In the run-up to this year’s Presidential elections, Courts of Appeals have found such unconstitutionally racist and/or partisan discriminatory intent behind voter ID laws in North Carolina (4th Circuit), Texas (5th Circuit, en banc), and Wisconsin (7th Circuit).  The election law project at the Ohio State University law school and the Brennan Center for Justice at NYU (which has been a friend of the court in some of these cases) have useful compendia of case documents and commentaries on these and other voter ID lawsuits.

These and other lawsuits challenging ID requirements to vote are continuing, but none of them are likely to be resolved by the Supreme Court until its current vacancy is filled. Any decisions by the Circuit Courts — even contradictory ones — are likely to be upheld by 4-4 vote of an equally divided Supreme Court, even if four Justices vote to review those lower court decisions. And in the meantime, any of those decisions not stayed by the lower courts themselves will presumably remain in force for the coming elections. Any application to the Supreme Court for a stay will probably also be denied by an equally divided court, as happened late last month with an application for a stay of the North Carolina ruling by the 4th Circuit.

So far, there don’t appear to be major conflicts between the Circuit Courts. Many state voter ID laws have been overturned.  But the Supreme Court deadlock makes it impossible for the key Supreme Court precedent in Crawford v. Marion County Election Board (2008) to be reversed, no matter how many lower court judges write opinions urging it be reconsidered, like this one by US District Judge James D. Peterson in July of this year:

Wisconsin’s voter ID law has been challenged as unconstitutional before, in both federal and state court. In the federal case, Frank v. Walker, the Seventh Circuit held that Wisconsin’s voter ID law is similar, in all the ways that matter, to Indiana’s voter ID law, which the United States Supreme Court upheld in Crawford v. Marion County Election Board. The important takeaways from Frank and Crawford are: (1) voter ID laws protect the integrity of elections and thereby engender confidence in the electoral process; (2) the vast majority of citizens have qualifying photo IDs, or could get one with reasonable effort; and (3) even if some people would have trouble getting an ID, and even if those people tend to be minorities, voter ID laws are not facially unconstitutional. I am bound to follow Frank and Crawford, so plaintiffs’ effort to get me to toss out the whole voter ID law fails. If it were within my purview, I would reevaluate Frank and Crawford

The Indiana law upheld by the Supreme Court in its Crawford decision required any voter who wasn’t able to show acceptable ID credentials at a polling place on election day to appear in person at the county courthouse, within 10 days after the election, to execute a declaration regarding their inability to obtain ID.

* _Stated task_: Extend the voter ID text from the point where it stops. The records play no part in what follows.

* _Dataset_:
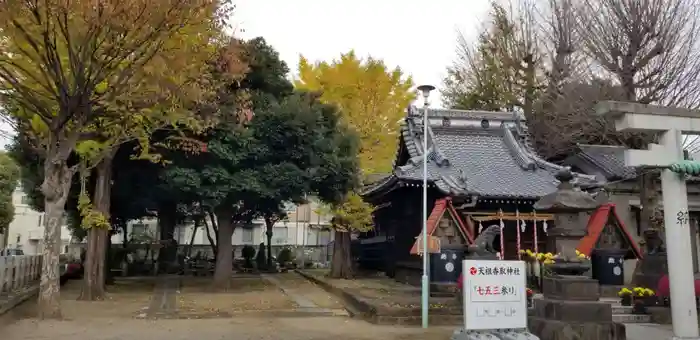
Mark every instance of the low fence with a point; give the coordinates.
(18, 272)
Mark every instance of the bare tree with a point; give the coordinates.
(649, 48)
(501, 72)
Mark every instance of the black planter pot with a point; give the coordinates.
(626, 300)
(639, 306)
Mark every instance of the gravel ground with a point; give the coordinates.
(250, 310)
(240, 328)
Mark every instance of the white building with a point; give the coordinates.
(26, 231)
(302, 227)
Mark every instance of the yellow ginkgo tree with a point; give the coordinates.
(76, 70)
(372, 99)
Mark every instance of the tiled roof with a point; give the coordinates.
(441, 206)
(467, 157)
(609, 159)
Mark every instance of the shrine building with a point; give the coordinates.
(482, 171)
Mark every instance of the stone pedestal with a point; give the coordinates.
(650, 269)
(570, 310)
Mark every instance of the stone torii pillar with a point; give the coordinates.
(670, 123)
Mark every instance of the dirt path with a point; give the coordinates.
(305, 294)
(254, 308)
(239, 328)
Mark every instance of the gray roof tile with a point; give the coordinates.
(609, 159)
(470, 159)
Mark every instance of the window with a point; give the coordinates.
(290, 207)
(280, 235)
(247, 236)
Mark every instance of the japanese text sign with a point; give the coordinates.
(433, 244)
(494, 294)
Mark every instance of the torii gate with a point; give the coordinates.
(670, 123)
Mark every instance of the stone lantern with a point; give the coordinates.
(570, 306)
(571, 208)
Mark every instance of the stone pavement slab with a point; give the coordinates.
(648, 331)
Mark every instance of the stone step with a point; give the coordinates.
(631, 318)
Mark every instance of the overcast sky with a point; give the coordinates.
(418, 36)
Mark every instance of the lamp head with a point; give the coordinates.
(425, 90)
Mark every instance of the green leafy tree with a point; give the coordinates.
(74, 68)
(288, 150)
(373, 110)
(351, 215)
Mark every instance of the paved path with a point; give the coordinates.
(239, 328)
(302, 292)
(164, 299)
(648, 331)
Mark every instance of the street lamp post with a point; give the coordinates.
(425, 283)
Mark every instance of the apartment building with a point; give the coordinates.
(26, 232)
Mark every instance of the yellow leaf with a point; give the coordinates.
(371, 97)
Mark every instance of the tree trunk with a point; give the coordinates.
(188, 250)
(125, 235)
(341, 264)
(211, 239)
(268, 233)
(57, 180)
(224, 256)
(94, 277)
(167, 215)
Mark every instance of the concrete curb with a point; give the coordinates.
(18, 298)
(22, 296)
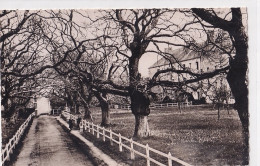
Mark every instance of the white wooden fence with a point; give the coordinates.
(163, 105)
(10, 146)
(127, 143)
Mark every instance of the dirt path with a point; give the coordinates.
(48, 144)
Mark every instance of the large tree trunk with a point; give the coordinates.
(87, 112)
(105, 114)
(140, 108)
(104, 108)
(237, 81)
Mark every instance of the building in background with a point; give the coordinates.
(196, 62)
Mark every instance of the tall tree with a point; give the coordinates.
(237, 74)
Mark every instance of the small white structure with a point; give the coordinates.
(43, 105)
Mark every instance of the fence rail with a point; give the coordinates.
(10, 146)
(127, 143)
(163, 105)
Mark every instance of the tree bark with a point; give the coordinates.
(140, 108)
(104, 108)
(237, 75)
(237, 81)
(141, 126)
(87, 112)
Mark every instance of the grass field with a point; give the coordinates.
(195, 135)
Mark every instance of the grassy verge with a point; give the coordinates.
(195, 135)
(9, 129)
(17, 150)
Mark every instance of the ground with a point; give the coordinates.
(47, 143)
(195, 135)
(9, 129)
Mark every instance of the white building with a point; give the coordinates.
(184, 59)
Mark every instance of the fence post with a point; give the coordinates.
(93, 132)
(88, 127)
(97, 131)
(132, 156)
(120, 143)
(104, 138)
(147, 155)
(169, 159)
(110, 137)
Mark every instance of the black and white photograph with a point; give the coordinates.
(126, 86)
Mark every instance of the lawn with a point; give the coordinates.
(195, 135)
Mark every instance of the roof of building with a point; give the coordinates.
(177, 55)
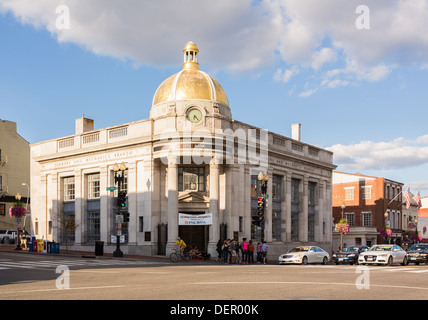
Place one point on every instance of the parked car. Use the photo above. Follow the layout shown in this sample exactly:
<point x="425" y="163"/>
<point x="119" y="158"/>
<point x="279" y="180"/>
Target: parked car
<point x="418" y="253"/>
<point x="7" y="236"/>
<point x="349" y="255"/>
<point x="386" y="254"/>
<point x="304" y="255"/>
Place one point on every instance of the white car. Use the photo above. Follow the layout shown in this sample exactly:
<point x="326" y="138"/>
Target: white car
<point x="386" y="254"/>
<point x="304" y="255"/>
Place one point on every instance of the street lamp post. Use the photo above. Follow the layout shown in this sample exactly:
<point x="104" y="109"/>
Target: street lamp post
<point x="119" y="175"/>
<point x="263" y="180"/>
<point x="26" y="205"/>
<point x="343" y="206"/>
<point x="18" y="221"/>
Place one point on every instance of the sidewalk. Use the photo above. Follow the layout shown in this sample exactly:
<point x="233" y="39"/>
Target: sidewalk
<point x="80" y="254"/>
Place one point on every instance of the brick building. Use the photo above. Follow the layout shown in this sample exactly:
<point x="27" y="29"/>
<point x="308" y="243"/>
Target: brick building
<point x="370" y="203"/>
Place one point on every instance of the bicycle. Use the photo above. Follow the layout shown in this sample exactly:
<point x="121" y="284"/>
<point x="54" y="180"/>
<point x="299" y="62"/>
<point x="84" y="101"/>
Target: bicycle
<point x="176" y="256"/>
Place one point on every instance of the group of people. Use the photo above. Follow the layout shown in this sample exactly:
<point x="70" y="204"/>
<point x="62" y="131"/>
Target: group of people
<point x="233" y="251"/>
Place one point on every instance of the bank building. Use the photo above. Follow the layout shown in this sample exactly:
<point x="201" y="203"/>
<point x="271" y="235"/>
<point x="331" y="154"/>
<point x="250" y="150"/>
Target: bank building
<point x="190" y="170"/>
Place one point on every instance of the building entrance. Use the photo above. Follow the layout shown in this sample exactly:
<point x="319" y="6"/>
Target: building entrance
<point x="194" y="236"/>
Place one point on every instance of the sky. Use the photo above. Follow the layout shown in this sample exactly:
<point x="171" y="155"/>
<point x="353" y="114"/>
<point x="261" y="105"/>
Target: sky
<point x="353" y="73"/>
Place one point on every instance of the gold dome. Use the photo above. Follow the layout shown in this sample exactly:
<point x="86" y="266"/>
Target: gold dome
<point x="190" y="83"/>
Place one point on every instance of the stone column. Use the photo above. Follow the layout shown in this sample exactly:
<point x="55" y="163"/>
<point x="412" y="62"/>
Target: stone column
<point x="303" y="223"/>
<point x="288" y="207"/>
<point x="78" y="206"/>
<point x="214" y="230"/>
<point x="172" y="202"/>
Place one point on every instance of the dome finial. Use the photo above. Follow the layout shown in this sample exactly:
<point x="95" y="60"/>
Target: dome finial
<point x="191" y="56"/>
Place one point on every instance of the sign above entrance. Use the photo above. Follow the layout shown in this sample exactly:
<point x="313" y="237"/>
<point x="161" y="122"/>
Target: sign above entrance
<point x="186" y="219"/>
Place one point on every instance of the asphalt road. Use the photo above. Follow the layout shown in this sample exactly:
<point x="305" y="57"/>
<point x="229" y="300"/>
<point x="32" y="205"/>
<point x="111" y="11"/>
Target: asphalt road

--

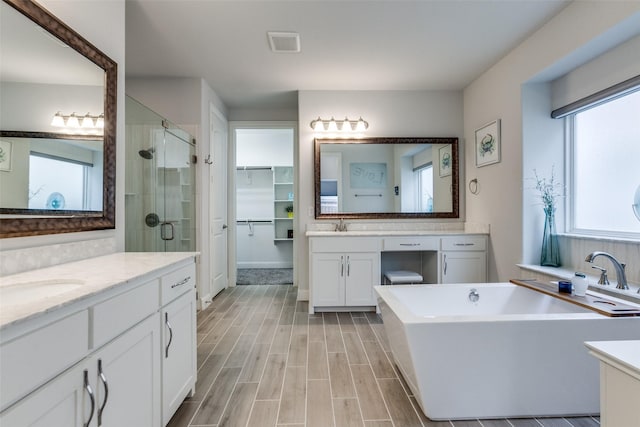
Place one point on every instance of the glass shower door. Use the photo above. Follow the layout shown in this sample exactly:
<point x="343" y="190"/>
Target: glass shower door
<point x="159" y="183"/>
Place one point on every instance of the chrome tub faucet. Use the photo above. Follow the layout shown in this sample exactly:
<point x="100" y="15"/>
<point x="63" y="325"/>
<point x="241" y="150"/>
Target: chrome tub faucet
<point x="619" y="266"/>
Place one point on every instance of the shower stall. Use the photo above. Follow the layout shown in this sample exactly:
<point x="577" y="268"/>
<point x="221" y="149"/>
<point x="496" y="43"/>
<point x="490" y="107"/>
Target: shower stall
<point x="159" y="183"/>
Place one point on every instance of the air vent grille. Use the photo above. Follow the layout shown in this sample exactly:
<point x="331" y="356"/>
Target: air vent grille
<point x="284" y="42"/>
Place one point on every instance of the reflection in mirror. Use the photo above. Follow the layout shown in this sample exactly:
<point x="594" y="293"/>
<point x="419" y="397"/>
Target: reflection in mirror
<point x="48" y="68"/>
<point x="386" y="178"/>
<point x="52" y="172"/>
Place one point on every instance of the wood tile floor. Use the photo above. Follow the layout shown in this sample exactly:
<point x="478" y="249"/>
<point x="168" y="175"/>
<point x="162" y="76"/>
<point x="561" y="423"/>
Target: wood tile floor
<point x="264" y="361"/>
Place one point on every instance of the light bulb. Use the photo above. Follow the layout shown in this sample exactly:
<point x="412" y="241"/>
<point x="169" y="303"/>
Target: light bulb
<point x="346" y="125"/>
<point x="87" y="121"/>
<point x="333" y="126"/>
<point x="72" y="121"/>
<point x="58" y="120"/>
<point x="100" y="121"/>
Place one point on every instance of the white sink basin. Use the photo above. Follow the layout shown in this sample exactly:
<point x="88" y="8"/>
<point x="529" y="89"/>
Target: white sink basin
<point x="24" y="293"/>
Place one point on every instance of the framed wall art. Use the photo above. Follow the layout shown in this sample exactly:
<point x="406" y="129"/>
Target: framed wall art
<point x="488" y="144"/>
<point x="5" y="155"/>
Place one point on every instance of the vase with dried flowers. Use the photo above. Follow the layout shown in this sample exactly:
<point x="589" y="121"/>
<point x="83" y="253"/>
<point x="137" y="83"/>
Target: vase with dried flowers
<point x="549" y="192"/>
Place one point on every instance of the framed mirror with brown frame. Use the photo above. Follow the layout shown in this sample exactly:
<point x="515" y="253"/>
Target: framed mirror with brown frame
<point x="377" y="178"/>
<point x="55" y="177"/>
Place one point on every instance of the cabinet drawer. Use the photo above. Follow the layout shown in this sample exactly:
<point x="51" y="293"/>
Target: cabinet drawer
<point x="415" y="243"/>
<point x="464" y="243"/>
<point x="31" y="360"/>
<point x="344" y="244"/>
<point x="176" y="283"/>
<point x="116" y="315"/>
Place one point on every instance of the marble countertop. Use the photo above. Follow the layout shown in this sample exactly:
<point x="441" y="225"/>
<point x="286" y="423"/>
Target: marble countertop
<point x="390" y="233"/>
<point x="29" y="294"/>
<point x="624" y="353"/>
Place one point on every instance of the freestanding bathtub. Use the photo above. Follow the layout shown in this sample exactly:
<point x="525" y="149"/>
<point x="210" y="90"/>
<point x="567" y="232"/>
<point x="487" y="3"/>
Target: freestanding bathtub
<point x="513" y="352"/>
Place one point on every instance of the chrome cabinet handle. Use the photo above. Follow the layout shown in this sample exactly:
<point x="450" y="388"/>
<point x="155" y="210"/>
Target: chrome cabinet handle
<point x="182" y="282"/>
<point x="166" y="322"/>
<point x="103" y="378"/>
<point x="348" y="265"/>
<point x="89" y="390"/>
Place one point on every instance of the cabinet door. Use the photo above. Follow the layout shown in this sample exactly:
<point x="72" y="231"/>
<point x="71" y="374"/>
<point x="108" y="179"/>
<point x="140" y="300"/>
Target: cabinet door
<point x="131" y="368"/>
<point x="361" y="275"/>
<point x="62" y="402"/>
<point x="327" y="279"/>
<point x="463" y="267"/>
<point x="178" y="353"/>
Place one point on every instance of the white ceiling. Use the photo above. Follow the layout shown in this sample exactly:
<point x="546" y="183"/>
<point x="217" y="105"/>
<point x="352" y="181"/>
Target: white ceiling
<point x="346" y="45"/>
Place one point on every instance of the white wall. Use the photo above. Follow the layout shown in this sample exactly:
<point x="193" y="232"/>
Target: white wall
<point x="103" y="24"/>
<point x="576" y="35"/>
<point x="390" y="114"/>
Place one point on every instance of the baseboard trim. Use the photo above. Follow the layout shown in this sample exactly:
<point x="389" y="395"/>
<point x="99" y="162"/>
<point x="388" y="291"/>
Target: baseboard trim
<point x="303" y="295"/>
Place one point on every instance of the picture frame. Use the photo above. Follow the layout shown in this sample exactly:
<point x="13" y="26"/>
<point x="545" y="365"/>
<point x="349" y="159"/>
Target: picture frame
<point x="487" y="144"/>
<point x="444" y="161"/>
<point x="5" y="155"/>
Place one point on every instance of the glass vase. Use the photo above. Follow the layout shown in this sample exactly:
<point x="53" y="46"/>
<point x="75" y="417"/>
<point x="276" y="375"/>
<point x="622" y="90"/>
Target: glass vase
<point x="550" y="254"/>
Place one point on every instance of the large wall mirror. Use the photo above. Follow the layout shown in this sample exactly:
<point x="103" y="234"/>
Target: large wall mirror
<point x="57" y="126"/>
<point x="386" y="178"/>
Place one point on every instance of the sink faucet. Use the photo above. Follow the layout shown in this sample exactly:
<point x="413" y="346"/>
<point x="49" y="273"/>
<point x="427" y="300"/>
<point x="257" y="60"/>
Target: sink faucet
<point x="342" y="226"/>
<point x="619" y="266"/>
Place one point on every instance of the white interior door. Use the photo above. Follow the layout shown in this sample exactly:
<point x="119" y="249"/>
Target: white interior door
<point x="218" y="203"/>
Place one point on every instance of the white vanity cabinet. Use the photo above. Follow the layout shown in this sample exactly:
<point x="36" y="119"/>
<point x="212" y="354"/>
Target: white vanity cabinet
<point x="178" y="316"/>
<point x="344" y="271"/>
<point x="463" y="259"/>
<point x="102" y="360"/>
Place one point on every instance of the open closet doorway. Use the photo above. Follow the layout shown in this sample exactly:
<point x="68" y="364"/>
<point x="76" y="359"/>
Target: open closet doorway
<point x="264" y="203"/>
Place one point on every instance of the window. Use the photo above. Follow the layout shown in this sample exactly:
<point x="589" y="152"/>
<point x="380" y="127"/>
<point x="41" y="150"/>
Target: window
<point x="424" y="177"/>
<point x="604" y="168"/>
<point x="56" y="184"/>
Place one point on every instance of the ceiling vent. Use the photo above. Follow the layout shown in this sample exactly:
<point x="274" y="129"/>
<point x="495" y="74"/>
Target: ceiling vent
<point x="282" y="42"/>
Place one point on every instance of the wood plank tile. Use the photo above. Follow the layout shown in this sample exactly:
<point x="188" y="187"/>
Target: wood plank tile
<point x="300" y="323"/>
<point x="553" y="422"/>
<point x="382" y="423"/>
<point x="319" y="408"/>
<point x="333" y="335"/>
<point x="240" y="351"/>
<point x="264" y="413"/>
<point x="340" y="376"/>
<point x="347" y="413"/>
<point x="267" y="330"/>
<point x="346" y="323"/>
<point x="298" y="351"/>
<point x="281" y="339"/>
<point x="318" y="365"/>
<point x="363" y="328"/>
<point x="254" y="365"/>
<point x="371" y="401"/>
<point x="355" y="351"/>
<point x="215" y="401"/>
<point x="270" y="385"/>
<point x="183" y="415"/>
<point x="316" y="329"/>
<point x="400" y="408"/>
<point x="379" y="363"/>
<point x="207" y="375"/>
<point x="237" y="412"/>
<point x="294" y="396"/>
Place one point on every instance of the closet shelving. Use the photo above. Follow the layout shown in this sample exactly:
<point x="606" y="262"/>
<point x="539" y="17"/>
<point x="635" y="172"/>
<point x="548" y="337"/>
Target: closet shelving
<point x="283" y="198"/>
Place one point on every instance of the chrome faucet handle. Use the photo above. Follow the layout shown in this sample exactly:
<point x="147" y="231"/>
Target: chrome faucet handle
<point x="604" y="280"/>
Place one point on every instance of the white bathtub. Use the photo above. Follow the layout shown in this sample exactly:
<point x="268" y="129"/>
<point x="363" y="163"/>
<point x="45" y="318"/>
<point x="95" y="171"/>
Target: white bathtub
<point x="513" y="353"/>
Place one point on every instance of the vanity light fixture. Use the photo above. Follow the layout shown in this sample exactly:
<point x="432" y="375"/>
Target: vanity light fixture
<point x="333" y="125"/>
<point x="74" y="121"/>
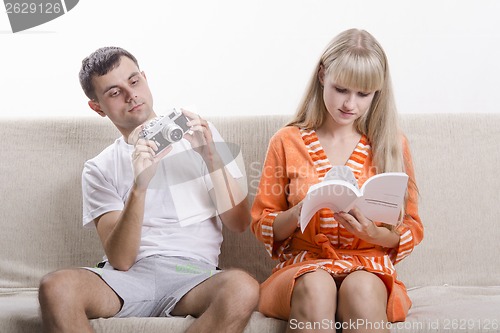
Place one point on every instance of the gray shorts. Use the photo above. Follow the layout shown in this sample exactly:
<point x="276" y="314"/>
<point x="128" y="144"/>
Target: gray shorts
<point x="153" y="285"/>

* _Output for this exercise_:
By definition, none of these people have driver’s licenses. In many cases, lack of ID and lack of mobility form a vicious circle: People can’t drive or fly without ID, but they can’t get ID without traveling to the state or city where they were born to obtain a birth certificate or other prerequisite documents.  Many counties in Indiana and throughout the US have no public transit at all, while others have transit systems that serve only limited areas and routes. It’s hard to see how any court could characterize a requirement for non-drivers, especially those who reside in rural areas with no public transit, to get to the county seat during business hours (when friends or family who might be available to drive them are most likely to be working) within 10 days as only a “minimal” burden or restriction on the right to vote.

Not yet mentioned in any of these lawsuits, so far as we can tell, is the REAL-ID Act, which will make it even harder to obtain state-issued ID credentials and multiply the numbers of people disenfranchised by ID requirements for voting.

Voter ID case law, especially Crawford, doesn’t bode well for the right to travel without ID. If courts are willing to countenance such substantial restrictions on the acknowledged and clearly fundamental right to vote, they are likely to uphold even more onerous ID conditions on the exercise of rights that are less widely recognized, such as the right to travel.

 

Aug 29 2016

Restriction of movement is a punishment like banishment

A Federal Court of Appeals has found that the latest version  of Michigan’s “Sex Offender Registration Act” (SORA), including restrictions on where registrants can live, work, or “loiter”, constitutes a form of punishment intended to inflict pain or unpleasant consequences. “More specifically, SORA resembles, in some respects at least, the ancient punishment of banishment,” according to the 6th Circuit Court of Appeals.

Both Federal and state governments have enacted a variety of misleadingly misnamed “sex offender registration” laws.

Despite being labeled as applying to “offenders”, these laws typically apply also to ex-offenders who have completed their entire sentence of incarceration, parole, and /or probation. These ex-offenders are subject to few legal restrictions except those of the “sex offender registration” laws and the no-gun list.

And while they are described as “registration” laws, these laws almost invariably require more than mere registration.  This parallels the government’s typical euphemistic use of the term “watchlists” for what are, in fact, blacklists or blocklists.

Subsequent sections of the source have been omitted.